▶ Texte à lire:
------------------------------------------------------------

La Bretagne a d'ailleurs enfanté et inspiré le précurseur du romantisme français, François-René de Chateaubriand. Né à Saint-Malo en 1768, il a passé une partie de son enfance au château de Combourg, un chapitre de sa vie qui façonnera sa mélancolie. L'auteur des Mémoires d'outre-tombe repose dans la cité corsaire, face à la mer : son tombeau situé sur l'îlot du Grand Bé, accessible à marée basse, constitue un haut lieu de pèlerinage littéraire, romantique s'il en est.
Le XIXe siècle est aussi celui de l'essor des écrivains-voyageurs. Outre les récits qu'elle inspire, la Bretagne, ouverte sur le monde par son ancrage maritime, fournit quelques grands noms en la matière, tels que Victor Segalen, médecin de marine épris de culture chinoise, ou Pierre Loti. Cet officier de marine établi à Brest a publié de nombreux livres inspirés de ses voyages. Mais c'est en Bretagne qu'il a puisé la matière de son plus célèbre roman, Pêcheur d'Islande : paru en 1886, il dépeint avec réalisme la rude vie des pêcheurs à la morue de Paimpol.
Panorama contemporain
Parmi les grands écrivains bretons du XIXe siècle, il faut encore citer Paul Féval, auteur de nombreux romans-feuilletons à succès, l'intellectuel Ernest Renan ou encore Alfred Jarry, père d'Ubu-roi et de la pataphysique.
Au XXe siècle, dans l'entre-deux-guerres, le Briochin Louis Guilloux s'impose comme un écrivain majeur, avec ses romans empreints de social, tels que Le Sang noir. Après 1945, la littérature n'échappe pas au revival breton : le poète et écrivain Xavier Grall se fait l'ardent défenseur de la cause bretonne, tandis qu'en 1975, Pierre-Jakez Hélias publie Le Cheval d'orgueil, récit largement autobiographique dans lequel il dépeint la société paysanne bigoudène, ancrée dans ses traditions. L'œuvre connaît un retentissement considérable et participe à redonner sa fierté à la Bretagne rurale. Quant à Henri Queffélec, c'est la Bretagne des mers et des îles qu'il s'attache à décrire dans ses romans, avec réalisme et poésie. La mer berce aussi l'œuvre de son fils Yann, écrivain et navigateur.
Autre grande plume bretonne, la lorientaise Irène Frain puise une partie de son inspiration dans ses terres natales. Prix Nobel de littérature en 2008, Jean-Marie Gustave Le Clézio, issu d'une famille bretonne émigrée à l'île Maurice, s'inscrit quant à lui dans la grande lignée des écrivains-voyageurs. Tout comme Michel Le Bris, fondateur du festival Etonnants voyageurs à Saint-Malo et chantre de la littérature-monde.

------------------------------------------------------------

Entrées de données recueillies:
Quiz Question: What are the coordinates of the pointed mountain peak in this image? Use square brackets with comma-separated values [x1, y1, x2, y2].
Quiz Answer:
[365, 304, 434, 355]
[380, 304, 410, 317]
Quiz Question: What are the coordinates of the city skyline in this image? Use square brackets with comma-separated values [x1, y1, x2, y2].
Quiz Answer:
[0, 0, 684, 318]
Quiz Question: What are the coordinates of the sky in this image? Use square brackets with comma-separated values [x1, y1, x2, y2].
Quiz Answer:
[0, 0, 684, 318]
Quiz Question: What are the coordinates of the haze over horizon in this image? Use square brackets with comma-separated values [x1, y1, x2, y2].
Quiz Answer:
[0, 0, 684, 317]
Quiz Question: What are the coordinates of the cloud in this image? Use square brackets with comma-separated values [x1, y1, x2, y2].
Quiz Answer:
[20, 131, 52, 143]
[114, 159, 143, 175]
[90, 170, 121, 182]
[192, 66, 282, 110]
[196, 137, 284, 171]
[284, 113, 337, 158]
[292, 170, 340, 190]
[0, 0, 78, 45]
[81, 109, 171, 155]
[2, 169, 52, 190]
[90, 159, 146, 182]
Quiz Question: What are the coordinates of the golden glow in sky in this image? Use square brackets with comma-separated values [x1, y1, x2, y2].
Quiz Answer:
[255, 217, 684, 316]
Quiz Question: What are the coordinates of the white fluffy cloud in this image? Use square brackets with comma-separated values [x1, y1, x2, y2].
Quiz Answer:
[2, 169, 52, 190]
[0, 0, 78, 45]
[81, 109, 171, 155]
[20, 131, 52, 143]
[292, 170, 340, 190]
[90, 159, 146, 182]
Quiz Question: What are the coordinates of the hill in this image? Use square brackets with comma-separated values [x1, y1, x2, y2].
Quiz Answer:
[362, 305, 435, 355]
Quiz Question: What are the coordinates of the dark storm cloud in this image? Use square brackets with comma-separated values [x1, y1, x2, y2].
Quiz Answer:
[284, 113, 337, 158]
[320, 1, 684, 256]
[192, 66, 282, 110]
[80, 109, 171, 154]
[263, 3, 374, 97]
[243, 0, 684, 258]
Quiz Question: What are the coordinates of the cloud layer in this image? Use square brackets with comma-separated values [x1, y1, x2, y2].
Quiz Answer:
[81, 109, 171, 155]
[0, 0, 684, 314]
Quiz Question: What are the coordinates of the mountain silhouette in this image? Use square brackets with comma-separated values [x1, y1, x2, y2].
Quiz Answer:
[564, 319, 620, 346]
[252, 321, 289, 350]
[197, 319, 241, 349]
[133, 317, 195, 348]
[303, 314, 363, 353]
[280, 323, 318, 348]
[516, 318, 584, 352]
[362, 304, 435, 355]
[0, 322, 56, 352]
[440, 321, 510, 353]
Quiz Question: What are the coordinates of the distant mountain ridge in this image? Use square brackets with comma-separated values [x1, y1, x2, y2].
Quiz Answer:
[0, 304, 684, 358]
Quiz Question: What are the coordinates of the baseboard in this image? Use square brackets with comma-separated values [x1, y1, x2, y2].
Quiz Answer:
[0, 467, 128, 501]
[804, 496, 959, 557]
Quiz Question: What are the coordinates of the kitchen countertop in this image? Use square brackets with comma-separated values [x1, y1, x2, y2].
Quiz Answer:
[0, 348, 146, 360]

------------------------------------------------------------

▶ Consigne: Recopiez fidèlement le passage du texte sur la littérature bretonne qui s'ouvre sur les mots « Autre grande plume » et se termine par « de la littérature-monde. ».

▶ Réponse produite:
Autre grande plume bretonne, la lorientaise Irène Frain puise une partie de son inspiration dans ses terres natales. Prix Nobel de littérature en 2008, Jean-Marie Gustave Le Clézio, issu d'une famille bretonne émigrée à l'île Maurice, s'inscrit quant à lui dans la grande lignée des écrivains-voyageurs. Tout comme Michel Le Bris, fondateur du festival Etonnants voyageurs à Saint-Malo et chantre de la littérature-monde.